> **Task objective**: Please edit the entries below by replacing "set a point" with "mark a point" wherever it occurs, keeping everything else unchanged. Leave the pictures out of your answer.

[Image object location entries]
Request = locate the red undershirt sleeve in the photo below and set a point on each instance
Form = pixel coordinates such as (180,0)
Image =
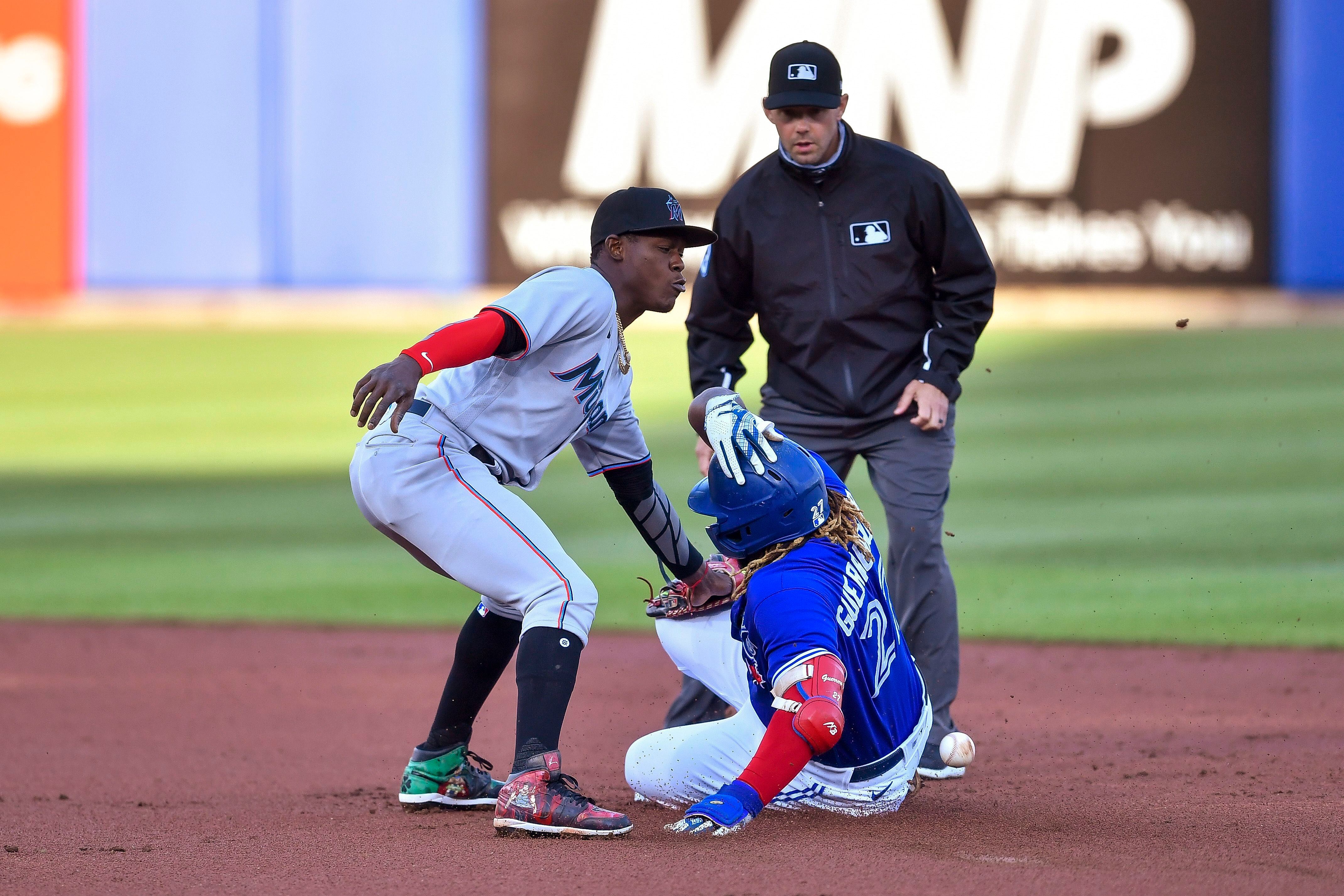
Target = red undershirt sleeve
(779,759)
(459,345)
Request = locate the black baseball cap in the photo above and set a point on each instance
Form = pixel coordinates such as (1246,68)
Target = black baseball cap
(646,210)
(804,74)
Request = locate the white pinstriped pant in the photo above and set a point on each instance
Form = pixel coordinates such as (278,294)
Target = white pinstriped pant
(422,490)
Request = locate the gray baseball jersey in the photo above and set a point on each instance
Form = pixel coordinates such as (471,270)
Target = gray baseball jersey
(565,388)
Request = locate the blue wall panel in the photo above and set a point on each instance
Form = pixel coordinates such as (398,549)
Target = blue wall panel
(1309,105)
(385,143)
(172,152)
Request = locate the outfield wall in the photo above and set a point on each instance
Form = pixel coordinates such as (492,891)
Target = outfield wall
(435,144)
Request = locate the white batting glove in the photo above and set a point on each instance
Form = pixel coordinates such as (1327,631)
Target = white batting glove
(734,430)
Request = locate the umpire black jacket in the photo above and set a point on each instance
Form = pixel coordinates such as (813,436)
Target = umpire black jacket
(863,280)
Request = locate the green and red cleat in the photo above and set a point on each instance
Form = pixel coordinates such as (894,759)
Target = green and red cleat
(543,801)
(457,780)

> **The output**:
Request = locate the red undershirt sleeve in the photo below and mark a point on each instance
Form = pixel coordinates such as (180,0)
Image =
Target = red undershirt sleeve
(779,759)
(459,345)
Request = locate the black baseball cap in the photo above and mark a point on each instance
Form = pixel coordinates such as (1246,68)
Target = black baseball cap
(646,210)
(804,74)
Request = locate the white pinstriped pant in the photo above and mark a point on each instance
Form = pixel coordinates such as (278,294)
Target = white pinstriped pant
(422,490)
Request = locate the gray baseball jersey in the photo above and mark a point on each instance
Form = pixel coordinates such as (471,270)
Target = gray baseball jersey
(565,388)
Request = locate the blue wall panel in the photo above and mark a point on each instance
Form = pixel coordinates such as (398,549)
Target = blue wall panel
(1309,105)
(385,143)
(172,152)
Request = locate the outfield wall in the photo above and mark a point on each instance
Form = pixel coordinates such as (492,891)
Target = outfield wall
(435,144)
Request = locate the white batting glove in the photo above and mark a point on each instance
Form = pixel coordinates such as (1327,631)
Target = white batting glove
(734,430)
Request = locate the umpire black jacket in the photo above and mark a point on each instance
Form = pixel coordinates such as (813,436)
Target = umpire black jacket
(863,280)
Request = locate the green and red cleat in the photo above and mark a point on each instance
Form = pixel coordinates such as (894,759)
Target = green and red cleat
(543,801)
(457,780)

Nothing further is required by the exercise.